> **Objectif à atteindre**
D'après l'intervention sur le don de cellules souches hématopoïétiques, par qui le tiers garant prévu par le projet de loi est-il nommé ? Répondez en une phrase, s'il vous plaît.

> **Extrait du document**
########
Intervention de Pr. Jean-Hugues Dalle

Réunion du mercredi 4 septembre 2019 à 16h30
Commission spéciale chargée d'examiner le projet de loi relatif à la bioéthique

Pr. Jean-Hugues Dalle :

Je réponds à la question portant sur le don de cellules souches hématopoïétiques fait par un mineur à ses parents. En ma qualité de pédiatre qui a longtemps reçu des enfants donneurs pour leur fratrie, je suis de plus en plus soucieux de la signification de ce don, étant entendu que je pense que le terme de don est ici assez galvaudé : quelle est la capacité d'un enfant à qui l'on demande de donner pour son frère ou pour sa sœur de s'opposer à cela ? Le don entre frères et sœurs est néanmoins protégé par la réception de l'accord des parents par le président du tribunal de grande instance. Dès lors que le don serait dirigé vers l'un des parents, cela crée un conflit d'intérêts majeur entre le parent qui a besoin du don et la protection de l'enfant. Bien évidemment, cela s'entend dans les deux sens : interdire un tel don et interdire à l'enfant de participer à la guérison de l'un de ses parents, c'est extraordinairement lourd de conséquences. Le projet de loi organise un encadrement très strict de ce don : un tiers garant est nommé par le président du tribunal de grande instance ou le juge des enfants ou des affaires familiales ; ce tiers garant ne peut pas être un collatéral ou un ascendant ; le don n'est permis qu'à la condition qu'aucun autre donneur ne puisse être identifié. Je crois que les précautions sont telles que cette situation devrait être permise.
########
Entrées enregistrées

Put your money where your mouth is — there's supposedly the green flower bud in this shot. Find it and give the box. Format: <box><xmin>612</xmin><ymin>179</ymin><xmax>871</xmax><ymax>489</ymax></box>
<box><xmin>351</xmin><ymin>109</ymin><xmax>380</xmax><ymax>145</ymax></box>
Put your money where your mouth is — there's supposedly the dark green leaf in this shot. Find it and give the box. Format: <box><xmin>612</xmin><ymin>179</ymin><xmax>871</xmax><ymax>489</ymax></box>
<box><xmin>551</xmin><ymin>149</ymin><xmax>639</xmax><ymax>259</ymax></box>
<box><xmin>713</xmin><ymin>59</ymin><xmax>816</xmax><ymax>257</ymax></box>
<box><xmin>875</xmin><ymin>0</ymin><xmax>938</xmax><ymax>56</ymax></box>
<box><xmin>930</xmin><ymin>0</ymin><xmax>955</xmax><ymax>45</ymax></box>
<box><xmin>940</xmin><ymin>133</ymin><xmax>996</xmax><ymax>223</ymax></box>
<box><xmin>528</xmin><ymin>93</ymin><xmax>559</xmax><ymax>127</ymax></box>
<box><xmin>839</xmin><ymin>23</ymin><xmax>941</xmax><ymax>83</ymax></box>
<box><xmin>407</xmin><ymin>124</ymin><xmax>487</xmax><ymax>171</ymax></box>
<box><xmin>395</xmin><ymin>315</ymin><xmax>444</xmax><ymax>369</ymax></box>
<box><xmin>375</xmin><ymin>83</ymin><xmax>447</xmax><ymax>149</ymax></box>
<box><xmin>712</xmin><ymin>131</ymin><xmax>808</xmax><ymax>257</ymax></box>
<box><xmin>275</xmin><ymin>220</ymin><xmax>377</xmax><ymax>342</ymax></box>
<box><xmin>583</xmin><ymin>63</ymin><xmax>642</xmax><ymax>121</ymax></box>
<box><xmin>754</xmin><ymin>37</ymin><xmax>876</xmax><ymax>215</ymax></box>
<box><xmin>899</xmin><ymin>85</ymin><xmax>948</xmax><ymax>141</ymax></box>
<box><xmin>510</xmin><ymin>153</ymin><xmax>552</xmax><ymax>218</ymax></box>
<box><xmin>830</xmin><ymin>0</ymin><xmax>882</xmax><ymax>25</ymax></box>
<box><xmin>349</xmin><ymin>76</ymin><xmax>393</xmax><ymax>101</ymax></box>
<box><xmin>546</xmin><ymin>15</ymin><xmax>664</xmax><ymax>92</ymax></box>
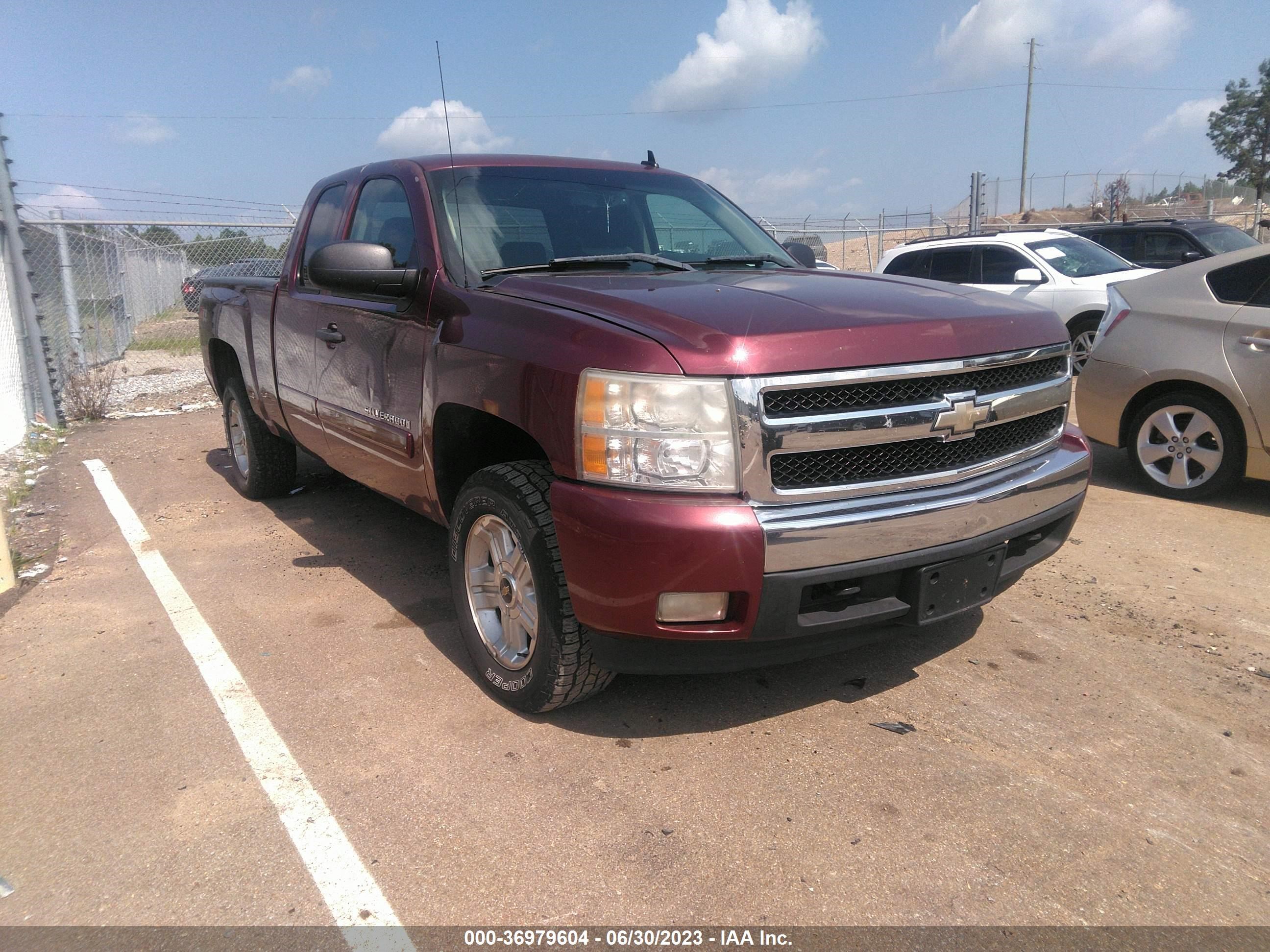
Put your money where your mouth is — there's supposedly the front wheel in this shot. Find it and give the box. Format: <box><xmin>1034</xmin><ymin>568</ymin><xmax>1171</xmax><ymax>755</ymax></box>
########
> **Solution proposée**
Le tiers garant est nommé par le président du tribunal de grande instance ou par le juge des enfants ou des affaires familiales.